Items from a data source:
+--
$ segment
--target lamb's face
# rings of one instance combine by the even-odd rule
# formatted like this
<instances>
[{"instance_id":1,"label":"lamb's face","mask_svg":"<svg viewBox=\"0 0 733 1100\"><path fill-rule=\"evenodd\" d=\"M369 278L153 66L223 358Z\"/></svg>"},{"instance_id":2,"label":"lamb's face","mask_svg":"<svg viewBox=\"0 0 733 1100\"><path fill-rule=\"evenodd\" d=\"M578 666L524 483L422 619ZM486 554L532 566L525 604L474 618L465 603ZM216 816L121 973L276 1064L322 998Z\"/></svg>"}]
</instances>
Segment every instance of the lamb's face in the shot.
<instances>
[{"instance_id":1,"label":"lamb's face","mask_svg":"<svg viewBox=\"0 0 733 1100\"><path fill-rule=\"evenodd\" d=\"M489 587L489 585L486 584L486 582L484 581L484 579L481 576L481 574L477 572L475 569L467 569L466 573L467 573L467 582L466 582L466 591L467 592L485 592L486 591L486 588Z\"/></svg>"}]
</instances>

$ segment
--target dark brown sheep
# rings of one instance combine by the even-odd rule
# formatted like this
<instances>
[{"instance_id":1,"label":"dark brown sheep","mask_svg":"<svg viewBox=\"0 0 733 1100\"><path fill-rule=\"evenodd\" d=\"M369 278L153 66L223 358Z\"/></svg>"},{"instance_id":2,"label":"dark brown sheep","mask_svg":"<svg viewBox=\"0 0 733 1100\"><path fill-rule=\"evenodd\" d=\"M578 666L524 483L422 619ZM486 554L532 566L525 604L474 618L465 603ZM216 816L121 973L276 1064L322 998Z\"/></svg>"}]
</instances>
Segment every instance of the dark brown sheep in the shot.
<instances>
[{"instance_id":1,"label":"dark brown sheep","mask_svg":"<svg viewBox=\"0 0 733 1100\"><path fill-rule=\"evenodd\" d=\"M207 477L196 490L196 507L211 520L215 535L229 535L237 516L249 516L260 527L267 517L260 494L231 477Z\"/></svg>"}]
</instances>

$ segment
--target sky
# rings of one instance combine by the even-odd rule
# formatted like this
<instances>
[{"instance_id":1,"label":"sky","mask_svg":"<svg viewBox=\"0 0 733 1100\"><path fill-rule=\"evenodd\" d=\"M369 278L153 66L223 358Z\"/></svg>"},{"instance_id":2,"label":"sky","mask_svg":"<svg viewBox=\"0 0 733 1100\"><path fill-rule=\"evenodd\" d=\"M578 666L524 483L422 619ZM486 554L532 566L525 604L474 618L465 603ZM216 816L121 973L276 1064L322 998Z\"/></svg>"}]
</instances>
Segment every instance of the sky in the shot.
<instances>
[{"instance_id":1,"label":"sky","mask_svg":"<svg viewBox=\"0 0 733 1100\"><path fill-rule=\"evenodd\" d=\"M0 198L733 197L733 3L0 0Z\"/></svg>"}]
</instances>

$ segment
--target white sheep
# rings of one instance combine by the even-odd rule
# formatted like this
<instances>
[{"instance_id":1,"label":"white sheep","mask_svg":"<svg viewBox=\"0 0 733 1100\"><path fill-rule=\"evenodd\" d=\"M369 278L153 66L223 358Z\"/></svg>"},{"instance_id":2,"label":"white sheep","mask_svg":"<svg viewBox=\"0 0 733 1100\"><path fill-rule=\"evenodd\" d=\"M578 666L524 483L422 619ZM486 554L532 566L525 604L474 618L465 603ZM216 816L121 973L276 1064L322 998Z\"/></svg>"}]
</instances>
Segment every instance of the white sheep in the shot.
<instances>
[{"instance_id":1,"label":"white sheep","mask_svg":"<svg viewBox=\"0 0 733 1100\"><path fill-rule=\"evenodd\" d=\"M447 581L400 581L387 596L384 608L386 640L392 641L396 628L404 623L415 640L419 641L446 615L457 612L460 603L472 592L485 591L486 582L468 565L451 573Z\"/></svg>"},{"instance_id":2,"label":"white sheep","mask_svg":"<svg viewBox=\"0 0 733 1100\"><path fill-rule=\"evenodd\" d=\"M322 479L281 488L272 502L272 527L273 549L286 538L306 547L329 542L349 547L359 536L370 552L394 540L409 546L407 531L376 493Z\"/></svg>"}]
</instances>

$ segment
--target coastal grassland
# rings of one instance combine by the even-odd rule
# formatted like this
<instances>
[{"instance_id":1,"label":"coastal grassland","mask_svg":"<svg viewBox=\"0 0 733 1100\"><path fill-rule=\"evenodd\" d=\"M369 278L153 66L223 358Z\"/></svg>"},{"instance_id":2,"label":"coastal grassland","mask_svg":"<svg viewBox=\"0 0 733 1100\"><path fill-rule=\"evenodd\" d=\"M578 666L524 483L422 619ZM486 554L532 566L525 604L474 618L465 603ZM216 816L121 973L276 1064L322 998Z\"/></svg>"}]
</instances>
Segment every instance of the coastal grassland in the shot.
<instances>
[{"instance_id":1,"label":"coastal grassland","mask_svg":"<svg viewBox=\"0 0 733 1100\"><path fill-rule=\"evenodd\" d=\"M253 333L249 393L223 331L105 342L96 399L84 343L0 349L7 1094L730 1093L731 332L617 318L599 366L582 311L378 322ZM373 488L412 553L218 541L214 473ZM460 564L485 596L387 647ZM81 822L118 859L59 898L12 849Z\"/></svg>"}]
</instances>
+--
TASK TO CARRY OUT: Which lines of the listing above contain the string "shot"? Return each of them in full.

ANSWER TO THIS PROBLEM:
Segment every instance of the lamb's face in the shot.
Segment every instance of the dark brown sheep in the shot.
Segment every instance of the sky in the shot.
Segment every instance of the white sheep in the shot.
Segment every instance of the coastal grassland in the shot.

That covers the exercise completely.